## BEGIN RECORDED INFORMATION
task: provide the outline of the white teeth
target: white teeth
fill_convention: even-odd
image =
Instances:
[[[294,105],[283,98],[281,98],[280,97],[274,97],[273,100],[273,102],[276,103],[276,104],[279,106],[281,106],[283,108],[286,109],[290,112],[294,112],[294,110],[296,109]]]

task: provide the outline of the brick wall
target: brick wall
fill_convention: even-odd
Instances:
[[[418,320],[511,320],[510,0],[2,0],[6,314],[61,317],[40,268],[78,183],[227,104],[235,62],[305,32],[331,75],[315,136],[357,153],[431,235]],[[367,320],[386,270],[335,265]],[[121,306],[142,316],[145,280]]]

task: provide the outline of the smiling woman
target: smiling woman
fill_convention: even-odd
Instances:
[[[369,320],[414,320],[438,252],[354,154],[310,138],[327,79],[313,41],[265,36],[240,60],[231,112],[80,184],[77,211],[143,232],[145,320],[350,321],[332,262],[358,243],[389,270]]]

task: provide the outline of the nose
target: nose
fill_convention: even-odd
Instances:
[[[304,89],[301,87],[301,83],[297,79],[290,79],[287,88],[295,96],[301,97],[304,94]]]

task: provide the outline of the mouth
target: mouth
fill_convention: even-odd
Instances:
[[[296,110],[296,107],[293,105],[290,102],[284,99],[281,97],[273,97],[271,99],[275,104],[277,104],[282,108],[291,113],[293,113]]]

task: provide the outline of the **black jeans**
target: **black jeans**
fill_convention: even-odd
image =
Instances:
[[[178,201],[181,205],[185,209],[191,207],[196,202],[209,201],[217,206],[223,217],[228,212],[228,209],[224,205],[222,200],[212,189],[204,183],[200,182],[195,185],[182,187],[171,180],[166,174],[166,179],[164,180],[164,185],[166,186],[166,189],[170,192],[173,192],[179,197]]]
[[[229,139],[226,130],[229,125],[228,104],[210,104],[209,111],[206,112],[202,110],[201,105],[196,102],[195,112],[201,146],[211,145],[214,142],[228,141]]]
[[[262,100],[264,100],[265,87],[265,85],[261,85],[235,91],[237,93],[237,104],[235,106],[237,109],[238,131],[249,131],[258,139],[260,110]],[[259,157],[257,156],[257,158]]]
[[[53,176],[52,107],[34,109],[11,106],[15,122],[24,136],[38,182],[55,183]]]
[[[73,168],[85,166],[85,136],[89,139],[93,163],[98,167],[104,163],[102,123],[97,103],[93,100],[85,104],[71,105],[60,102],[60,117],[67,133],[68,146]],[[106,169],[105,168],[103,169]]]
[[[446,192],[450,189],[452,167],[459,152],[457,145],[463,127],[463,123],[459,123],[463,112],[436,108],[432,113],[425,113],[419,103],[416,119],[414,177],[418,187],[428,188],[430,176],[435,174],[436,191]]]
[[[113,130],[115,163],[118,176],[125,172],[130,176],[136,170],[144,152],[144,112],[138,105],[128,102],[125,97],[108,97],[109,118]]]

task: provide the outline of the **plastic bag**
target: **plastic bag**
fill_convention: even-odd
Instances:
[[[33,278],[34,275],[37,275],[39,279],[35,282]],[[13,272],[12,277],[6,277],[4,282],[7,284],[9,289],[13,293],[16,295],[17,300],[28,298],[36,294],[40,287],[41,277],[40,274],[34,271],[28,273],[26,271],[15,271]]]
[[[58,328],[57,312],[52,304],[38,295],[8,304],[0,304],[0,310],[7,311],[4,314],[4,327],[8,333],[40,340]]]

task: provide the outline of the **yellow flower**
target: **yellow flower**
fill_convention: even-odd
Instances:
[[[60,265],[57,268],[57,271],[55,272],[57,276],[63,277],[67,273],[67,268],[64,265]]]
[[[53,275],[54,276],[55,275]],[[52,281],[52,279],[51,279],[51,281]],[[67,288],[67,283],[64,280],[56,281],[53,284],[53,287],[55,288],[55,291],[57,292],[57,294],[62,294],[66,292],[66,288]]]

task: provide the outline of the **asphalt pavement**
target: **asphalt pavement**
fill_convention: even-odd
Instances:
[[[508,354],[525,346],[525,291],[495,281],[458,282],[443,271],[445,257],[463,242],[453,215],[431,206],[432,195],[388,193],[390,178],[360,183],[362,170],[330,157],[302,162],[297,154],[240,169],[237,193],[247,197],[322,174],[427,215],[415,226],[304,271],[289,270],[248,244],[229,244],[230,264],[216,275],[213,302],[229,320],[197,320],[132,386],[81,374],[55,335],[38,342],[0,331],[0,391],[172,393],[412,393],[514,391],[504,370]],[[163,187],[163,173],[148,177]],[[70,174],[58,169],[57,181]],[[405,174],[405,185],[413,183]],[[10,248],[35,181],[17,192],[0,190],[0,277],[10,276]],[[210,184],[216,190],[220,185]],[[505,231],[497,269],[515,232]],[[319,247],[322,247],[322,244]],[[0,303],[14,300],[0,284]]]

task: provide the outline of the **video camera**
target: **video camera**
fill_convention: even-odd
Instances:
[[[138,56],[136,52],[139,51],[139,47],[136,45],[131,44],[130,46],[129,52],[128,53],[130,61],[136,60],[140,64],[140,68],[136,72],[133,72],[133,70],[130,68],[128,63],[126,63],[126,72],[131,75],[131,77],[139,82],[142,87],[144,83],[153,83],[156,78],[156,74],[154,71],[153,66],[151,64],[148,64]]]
## END RECORDED INFORMATION
## BEGIN RECORDED INFORMATION
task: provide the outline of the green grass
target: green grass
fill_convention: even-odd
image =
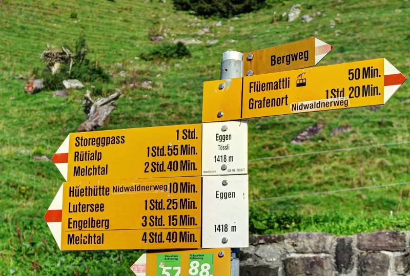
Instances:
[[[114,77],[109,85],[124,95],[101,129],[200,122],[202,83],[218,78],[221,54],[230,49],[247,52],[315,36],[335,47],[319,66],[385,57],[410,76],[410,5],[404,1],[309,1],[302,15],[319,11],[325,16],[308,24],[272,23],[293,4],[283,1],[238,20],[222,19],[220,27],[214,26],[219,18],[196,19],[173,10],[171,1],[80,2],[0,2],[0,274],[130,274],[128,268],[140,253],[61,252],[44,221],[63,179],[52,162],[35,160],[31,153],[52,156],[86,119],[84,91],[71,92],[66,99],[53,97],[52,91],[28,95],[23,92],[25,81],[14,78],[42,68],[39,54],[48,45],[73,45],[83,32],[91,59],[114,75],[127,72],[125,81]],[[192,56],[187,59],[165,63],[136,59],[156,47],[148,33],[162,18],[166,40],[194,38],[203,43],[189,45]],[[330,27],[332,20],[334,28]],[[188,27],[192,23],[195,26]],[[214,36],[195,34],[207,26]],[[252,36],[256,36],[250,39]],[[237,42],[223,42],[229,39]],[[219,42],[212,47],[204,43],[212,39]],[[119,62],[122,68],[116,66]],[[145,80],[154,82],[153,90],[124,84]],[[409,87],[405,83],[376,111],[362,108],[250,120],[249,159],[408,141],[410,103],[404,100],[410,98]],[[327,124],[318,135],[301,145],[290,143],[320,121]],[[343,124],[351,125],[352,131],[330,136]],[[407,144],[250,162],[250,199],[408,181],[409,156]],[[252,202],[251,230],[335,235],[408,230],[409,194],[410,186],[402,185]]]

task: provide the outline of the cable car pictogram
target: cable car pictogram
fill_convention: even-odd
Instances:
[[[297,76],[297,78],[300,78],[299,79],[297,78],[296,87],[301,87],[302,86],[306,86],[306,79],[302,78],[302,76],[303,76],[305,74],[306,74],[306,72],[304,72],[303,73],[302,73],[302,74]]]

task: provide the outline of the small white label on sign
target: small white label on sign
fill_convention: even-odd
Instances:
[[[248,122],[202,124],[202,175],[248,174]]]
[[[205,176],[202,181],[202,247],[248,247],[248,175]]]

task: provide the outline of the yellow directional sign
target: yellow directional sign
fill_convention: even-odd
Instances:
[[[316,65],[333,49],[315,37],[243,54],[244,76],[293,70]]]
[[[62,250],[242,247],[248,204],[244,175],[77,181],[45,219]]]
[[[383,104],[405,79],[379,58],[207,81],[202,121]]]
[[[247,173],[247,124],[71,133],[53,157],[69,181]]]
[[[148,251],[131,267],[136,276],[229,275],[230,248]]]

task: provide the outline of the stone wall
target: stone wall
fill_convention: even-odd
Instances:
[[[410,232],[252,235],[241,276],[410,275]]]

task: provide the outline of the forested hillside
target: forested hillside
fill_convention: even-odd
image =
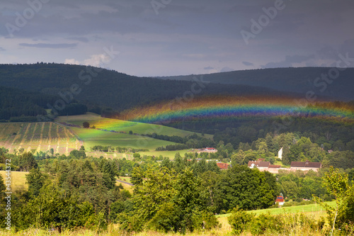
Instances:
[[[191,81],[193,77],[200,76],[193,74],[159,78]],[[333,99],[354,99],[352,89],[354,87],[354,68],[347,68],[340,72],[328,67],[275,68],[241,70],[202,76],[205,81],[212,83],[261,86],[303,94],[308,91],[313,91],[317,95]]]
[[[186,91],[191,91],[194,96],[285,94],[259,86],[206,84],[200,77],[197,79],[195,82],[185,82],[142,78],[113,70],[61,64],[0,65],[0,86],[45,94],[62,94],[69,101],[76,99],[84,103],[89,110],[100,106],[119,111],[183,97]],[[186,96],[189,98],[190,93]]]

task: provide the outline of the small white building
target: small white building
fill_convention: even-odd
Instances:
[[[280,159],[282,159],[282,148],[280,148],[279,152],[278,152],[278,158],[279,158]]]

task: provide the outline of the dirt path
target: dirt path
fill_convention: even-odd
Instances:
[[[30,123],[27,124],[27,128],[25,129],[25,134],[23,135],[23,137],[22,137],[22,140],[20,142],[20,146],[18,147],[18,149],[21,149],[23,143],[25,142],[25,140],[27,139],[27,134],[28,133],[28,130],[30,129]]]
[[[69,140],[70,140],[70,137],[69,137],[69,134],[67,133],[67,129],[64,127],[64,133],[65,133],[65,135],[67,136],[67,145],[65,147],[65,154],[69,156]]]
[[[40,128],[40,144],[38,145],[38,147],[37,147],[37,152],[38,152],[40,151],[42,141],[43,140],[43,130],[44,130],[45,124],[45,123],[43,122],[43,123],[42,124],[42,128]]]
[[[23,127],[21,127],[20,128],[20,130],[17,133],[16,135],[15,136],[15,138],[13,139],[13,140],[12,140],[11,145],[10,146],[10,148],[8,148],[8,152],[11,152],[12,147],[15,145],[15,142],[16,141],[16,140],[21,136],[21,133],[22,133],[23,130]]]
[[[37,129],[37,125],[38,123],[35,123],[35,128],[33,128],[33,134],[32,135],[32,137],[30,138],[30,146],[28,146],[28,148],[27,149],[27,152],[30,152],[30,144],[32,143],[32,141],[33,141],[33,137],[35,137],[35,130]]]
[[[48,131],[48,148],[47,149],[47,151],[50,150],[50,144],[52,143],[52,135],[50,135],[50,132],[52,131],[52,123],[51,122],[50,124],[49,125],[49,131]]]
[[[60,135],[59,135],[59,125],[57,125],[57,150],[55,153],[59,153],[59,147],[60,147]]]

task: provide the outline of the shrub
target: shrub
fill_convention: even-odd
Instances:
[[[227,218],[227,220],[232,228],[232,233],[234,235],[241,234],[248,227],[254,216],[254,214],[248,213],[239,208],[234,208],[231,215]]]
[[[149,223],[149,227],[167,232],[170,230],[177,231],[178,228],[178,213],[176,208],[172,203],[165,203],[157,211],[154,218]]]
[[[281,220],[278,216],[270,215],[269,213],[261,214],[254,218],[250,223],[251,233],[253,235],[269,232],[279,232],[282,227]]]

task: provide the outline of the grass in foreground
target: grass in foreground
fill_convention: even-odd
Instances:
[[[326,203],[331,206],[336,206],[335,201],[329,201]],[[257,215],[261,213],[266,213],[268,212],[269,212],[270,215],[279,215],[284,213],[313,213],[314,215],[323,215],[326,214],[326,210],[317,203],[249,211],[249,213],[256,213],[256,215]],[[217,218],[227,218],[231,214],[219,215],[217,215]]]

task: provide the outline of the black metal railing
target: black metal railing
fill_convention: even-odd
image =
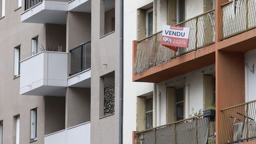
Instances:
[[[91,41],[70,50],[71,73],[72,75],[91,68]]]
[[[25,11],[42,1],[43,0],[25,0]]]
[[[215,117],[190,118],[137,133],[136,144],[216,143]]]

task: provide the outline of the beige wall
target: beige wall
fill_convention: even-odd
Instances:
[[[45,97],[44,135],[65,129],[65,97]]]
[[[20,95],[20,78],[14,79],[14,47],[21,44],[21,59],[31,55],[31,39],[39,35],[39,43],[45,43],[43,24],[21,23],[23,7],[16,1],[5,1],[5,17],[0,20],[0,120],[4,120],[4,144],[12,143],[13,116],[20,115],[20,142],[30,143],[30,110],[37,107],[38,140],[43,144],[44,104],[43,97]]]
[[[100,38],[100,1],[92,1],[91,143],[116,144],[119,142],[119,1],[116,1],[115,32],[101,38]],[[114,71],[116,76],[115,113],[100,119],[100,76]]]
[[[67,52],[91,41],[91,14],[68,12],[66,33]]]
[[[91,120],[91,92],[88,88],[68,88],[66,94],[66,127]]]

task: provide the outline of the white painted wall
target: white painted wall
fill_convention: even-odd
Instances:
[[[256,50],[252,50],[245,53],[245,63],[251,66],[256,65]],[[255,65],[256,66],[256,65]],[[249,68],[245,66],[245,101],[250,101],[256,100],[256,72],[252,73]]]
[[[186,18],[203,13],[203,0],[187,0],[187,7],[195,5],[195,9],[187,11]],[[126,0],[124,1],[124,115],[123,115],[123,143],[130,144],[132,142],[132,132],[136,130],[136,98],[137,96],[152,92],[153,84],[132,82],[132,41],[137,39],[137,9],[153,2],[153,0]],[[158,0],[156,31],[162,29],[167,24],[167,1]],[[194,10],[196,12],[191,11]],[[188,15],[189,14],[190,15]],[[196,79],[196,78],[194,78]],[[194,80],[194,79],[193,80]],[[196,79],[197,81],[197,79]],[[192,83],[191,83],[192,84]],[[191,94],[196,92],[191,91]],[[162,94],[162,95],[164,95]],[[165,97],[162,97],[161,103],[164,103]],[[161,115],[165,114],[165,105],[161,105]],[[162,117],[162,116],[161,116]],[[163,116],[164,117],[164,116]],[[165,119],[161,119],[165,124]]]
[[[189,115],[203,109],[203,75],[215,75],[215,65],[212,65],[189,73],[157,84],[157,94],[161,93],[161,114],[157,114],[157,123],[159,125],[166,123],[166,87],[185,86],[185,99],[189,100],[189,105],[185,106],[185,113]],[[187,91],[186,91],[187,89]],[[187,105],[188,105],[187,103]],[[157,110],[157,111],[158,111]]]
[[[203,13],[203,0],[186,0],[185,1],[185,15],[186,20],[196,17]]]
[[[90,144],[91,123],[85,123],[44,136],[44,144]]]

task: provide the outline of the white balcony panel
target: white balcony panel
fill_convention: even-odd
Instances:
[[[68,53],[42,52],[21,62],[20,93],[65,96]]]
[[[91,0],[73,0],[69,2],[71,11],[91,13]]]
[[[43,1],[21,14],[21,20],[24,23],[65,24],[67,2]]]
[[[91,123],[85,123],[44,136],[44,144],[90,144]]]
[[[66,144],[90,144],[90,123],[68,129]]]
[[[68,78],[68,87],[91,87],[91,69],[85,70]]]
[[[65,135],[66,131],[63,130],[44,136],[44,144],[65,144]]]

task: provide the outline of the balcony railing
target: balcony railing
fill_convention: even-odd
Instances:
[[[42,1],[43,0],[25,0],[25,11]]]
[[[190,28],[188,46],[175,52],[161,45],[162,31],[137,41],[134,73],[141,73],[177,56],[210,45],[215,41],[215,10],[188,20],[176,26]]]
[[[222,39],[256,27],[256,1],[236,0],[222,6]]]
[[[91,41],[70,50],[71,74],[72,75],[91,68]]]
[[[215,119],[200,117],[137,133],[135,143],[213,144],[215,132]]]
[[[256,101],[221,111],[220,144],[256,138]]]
## END RECORDED INFORMATION
-- TASK INSTRUCTIONS --
Take the part that opens with the line containing "task: provide the outline of the grass" and closes with the line containing "[[[91,120],[91,92],[88,88],[68,88],[66,94],[66,127]]]", and output it as a JSON list of strings, one string per line. Leave out blank lines and the picture.

-- THE ANSWER --
[
  "task: provide the outline of the grass in foreground",
  "target: grass in foreground",
  "fill_convention: even-odd",
  "Instances:",
  "[[[326,203],[331,206],[336,206],[335,201],[329,201]],[[257,215],[261,213],[266,213],[268,212],[269,212],[270,215],[279,215],[284,213],[313,213],[314,215],[323,215],[326,214],[326,210],[317,203],[249,211],[249,213],[256,213],[256,215]],[[217,218],[227,218],[231,214],[219,215],[217,215]]]",
  "task: provide the outline of the black metal railing",
  "target: black metal railing",
  "fill_convention: even-odd",
  "image =",
  "Instances:",
  "[[[91,41],[70,50],[71,73],[72,75],[91,68]]]",
  "[[[25,11],[42,1],[43,0],[25,0]]]",
  "[[[215,117],[190,118],[137,133],[136,144],[216,143]]]",
  "task: provide the outline of the beige wall",
  "target: beige wall",
  "fill_convention: even-odd",
  "Instances:",
  "[[[45,97],[44,135],[65,129],[65,97]]]",
  "[[[20,95],[20,78],[14,79],[14,47],[21,44],[21,59],[31,55],[31,39],[39,35],[39,43],[45,43],[43,24],[21,23],[23,7],[16,1],[5,1],[5,17],[0,20],[0,120],[4,120],[4,144],[12,143],[13,116],[20,115],[20,142],[30,143],[30,110],[37,107],[38,140],[43,144],[44,104],[43,97]]]",
  "[[[100,38],[100,1],[92,1],[91,143],[116,144],[119,142],[119,1],[116,1],[115,32],[101,38]],[[114,71],[116,76],[115,113],[100,119],[100,76]]]",
  "[[[67,52],[91,41],[91,14],[68,12],[66,33]]]",
  "[[[91,120],[91,92],[88,88],[68,88],[66,94],[66,127]]]"
]